[ACTIVITY] What is needed is an exact copy of all the entries.

Collected data:

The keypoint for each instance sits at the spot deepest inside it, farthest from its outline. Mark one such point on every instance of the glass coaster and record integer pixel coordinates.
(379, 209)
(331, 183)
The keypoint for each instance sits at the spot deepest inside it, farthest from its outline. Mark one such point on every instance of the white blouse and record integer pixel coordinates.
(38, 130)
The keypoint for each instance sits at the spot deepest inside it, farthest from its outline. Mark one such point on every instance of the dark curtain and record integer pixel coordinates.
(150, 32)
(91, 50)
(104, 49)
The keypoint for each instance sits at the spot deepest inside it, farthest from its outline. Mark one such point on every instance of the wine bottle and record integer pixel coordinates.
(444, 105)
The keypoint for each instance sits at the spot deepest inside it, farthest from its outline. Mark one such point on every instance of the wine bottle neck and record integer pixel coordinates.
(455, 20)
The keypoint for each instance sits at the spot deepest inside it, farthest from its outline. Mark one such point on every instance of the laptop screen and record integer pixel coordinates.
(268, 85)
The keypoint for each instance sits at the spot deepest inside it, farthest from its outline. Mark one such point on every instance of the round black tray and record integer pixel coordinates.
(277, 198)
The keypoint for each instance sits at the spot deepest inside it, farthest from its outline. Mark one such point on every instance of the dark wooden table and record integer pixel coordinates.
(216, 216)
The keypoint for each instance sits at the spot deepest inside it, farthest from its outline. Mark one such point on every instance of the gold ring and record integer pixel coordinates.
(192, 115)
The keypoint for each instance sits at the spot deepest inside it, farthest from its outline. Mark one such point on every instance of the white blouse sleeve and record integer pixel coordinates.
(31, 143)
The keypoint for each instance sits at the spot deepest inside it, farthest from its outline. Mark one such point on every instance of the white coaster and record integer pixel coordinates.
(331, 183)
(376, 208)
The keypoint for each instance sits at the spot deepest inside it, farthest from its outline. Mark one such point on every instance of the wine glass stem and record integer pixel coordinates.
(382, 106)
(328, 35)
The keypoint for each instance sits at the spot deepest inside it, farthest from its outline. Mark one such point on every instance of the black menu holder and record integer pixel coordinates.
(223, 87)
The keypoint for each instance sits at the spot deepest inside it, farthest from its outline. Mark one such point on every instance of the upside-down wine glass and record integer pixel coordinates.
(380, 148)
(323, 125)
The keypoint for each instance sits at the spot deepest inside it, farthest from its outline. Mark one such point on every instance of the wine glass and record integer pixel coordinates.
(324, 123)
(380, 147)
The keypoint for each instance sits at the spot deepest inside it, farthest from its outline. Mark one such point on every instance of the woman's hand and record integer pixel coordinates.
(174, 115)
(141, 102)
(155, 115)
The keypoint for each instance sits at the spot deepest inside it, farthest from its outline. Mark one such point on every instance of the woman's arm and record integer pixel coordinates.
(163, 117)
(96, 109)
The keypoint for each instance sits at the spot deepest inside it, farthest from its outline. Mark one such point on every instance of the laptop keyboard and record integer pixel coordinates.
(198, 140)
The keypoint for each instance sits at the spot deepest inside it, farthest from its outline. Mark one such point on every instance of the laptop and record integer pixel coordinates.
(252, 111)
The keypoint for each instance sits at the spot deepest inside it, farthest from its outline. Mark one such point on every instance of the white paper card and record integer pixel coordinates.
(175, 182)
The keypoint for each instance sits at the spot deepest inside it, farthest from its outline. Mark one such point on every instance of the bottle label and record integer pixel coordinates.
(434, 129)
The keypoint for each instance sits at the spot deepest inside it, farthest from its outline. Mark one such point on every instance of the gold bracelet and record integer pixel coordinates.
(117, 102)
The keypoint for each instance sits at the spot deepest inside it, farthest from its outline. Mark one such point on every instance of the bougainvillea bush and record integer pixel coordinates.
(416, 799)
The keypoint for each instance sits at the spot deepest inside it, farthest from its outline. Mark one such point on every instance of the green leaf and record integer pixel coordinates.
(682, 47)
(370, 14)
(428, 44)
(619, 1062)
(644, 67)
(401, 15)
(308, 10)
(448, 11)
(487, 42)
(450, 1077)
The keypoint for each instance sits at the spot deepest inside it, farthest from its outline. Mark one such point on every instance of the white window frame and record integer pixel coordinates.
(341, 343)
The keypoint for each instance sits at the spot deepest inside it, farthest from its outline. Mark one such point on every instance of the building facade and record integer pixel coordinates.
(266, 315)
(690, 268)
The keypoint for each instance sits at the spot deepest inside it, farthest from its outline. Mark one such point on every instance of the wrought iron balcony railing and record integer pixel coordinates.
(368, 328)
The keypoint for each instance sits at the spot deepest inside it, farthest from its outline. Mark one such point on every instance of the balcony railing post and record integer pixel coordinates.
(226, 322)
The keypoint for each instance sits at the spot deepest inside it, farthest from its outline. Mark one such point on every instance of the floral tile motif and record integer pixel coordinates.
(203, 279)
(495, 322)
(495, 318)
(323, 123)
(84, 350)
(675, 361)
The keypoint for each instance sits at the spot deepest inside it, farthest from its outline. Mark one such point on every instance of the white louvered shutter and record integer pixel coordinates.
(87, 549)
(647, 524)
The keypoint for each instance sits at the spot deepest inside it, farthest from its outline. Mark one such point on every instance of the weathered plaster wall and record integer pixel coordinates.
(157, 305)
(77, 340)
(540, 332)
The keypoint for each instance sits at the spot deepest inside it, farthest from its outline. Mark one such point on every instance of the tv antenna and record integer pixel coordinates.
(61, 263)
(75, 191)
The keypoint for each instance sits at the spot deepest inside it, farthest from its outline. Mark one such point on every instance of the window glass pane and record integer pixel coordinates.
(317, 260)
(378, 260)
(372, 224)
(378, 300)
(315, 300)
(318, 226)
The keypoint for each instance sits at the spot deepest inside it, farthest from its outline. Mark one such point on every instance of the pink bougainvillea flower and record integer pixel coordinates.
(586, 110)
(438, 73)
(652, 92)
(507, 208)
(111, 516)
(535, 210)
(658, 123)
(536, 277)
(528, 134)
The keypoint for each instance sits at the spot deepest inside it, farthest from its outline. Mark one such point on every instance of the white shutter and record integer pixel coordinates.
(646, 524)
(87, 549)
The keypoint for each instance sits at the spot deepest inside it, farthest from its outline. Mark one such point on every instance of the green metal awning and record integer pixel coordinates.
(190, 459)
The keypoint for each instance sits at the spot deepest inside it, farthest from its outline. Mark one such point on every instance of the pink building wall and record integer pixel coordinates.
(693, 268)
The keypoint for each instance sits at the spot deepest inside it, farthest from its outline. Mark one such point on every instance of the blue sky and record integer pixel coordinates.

[RESPONSE TO THE EXERCISE]
The keypoint for each instance sits at the spot deepest inside it, farthest from its outline. Mark one such point on every instance of the glass coaster and record integer pixel coordinates.
(379, 209)
(331, 183)
The keypoint for each instance sits at the spot deepest inside it, farthest from its outline. Mark one such point on every instance of the white blouse and record integer pixel coordinates.
(38, 130)
The keypoint for each instance sits at the spot deepest inside it, farthest from its outline. Mark one such point on every instance of the dark curtain and record integer pixel coordinates.
(150, 32)
(91, 50)
(104, 49)
The keypoint for each instance sits at the spot deepest inside it, farthest from its outline. Mark one such point on every instance of the wine bottle and record integer pixel coordinates.
(444, 105)
The keypoint for each instance sits at the spot deepest inside it, farthest from its outline. Mark one such point on every instance of the wine bottle neck and record integer pixel coordinates.
(455, 20)
The keypoint for each instance sits at the spot deepest inside it, farthest from its outline. Mark one such point on every instance of the laptop screen and record integer pixel coordinates.
(268, 85)
The keypoint for each instance sits at the spot deepest inside it, farthest from its outline. Mark one such point on every instance of the round black tray and record integer pixel coordinates.
(277, 198)
The keypoint for each instance sits at the spot deepest inside it, farthest from its outline. Mark one such point on every instance of the dark wooden table and record integer pixel coordinates.
(216, 216)
The keypoint for each instance sits at the spot deepest inside it, farthest from its outline. Mark one such point on every instance of the gold ring and record integer pixel coordinates.
(192, 115)
The keypoint for each instance sits at the spot deepest inside it, farthest from its outline. Mark one such point on every instance of the white blouse sleeve and record integer pixel coordinates.
(31, 143)
The keypoint for each instance sits at the spot deepest inside it, farthest from its outline. Mark one such point on every instance of the white coaster and record integer pixel coordinates.
(331, 183)
(376, 208)
The keypoint for each instance sits at the spot deepest inside it, farthest from its outline. Mark one such point on every instance of the wine glass stem and record integer pixel coordinates.
(382, 106)
(328, 35)
The keypoint for each instance sits at the spot deepest inside it, farthest from its outline. Mark one such point on every instance of the black menu holder and record integer pixel coordinates.
(223, 87)
The keypoint for each instance sits at the spot deepest inside it, farthest from its outline. Mark one such point on every instance of the upside-down wine glass and record integer pixel coordinates.
(380, 148)
(323, 125)
The keypoint for each instance sits at the spot deepest inside it, farthest from its outline. Mark one such point on every instance of the wine glass and record integer pixel coordinates.
(324, 123)
(380, 147)
The keypoint for each instance sits at the spot deepest inside it, farthest from its outline. Mark one such point on every instance of the woman's hand and record integer pixel coordinates.
(174, 115)
(141, 102)
(155, 115)
The keypoint for each instance sits at the spot deepest inside it, farthest from its outline. Mark one such point on every instance of the woman's arm and record integer pixel coordinates.
(163, 117)
(96, 109)
The keypoint for each instance sits at the spot deepest inside it, farthest from its outline. Mark one such point on every instance of the laptop keyboard and record integer pixel coordinates.
(198, 140)
The keypoint for each instance sits at the spot deepest inside it, farthest from its outline. Mark one such point on every instance of the laptop and record integer pixel coordinates.
(252, 111)
The keypoint for each instance sits at the spot deepest inside it, farthest from its outline. Mark one such point on every instance of the white paper card and record integer pixel coordinates.
(175, 182)
The keypoint for each instance sits at the spot deepest inside it, farthest from its outline. Mark one such point on every instance of the bottle label and record integer pixel coordinates.
(434, 129)
The keypoint for each instance sits at the spot deepest inside it, farthest from its outline. Mark one such point on every instance of the gold bracelet and record integer pixel coordinates.
(117, 102)
The keypoint for each instance sits at the spot deepest inside it, farthest from its outline. Mark one such point on every instance of the bougainvillea bush and record integer pixel coordinates.
(416, 799)
The keypoint for each instance sits at the spot deepest inside it, farthest from its outline. Mark one such point on every instance of the green leaf and record integer pixel coordinates.
(682, 47)
(370, 14)
(428, 44)
(619, 1062)
(644, 67)
(401, 15)
(308, 10)
(448, 11)
(487, 42)
(450, 1077)
The keypoint for each instance sits at the spot deepest inside it, farthest from its outline. Mark one such point on every instance of the white window frame and record integer pixel coordinates.
(341, 343)
The keypoint for each instance sits at the spot deepest inside it, farthest from its outline. Mark one such point on every instance of the building facade and record integer pixel coordinates.
(266, 315)
(690, 268)
The keypoint for each instance sits at the spot deepest inside it, farthest from its outline. Mark one such point on every instance of the wrought iron balcony railing and record integer pixel coordinates.
(368, 328)
The keypoint for each instance sits at the spot deepest inside it, farthest from its outline. Mark one such point on every instance of the balcony railing post and record integer pixel coordinates.
(226, 322)
The keypoint for each instance sits at the spot deepest inside it, farthest from its outline. Mark one such point on every instance of the floral tile motif and record integer pixel coordinates.
(203, 279)
(495, 322)
(495, 318)
(323, 123)
(84, 350)
(675, 361)
The keypoint for each instance sits at the spot deepest inside it, farthest from its outline. Mark one such point on every instance of the white louvered shutter and record integer pixel coordinates.
(87, 549)
(647, 524)
The keypoint for each instance sits at the spot deepest inside it, farthest from its outline. Mark one such point on every instance of the weathered plaster wall and record integer pixel coordinates.
(157, 305)
(77, 340)
(540, 332)
The keypoint for each instance sits at the spot deepest inside it, farthest from its outline. Mark one such point on every instance of the tv antenna and record integer pixel coordinates.
(61, 263)
(75, 191)
The keypoint for each instance sits at the spot deepest inside it, farthest from its outline. Mark one such point on every instance of the window glass pane and record integer pixel coordinates.
(317, 260)
(378, 260)
(372, 224)
(378, 300)
(315, 300)
(318, 226)
The keypoint for each instance sits at the spot deepest inside it, farthest from its outline. Mark one such point on every instance of the pink bougainvillea flower and record integer pixel coordinates.
(586, 110)
(438, 73)
(652, 92)
(507, 208)
(111, 516)
(535, 210)
(658, 123)
(536, 277)
(528, 134)
The keypoint for each instance sits at the spot deepest inside it, farthest from its outline. Mark one such point on every instance of the white shutter and record integer pixel coordinates.
(646, 524)
(87, 549)
The keypoint for each instance sits at the spot deepest inside it, farthest from its outline. Mark one such point on every instance of the green metal awning and record integer pixel coordinates.
(190, 459)
The keypoint for each instance sits at the spot deepest inside it, farthest from its outline. Mark one such point on every instance of the pink building wall and record integer pixel coordinates.
(693, 268)
The keypoint for each instance sits at the spot deepest inside it, farthest from its outline. Mark one such point on every instance of the blue sky and record integer pixel coordinates.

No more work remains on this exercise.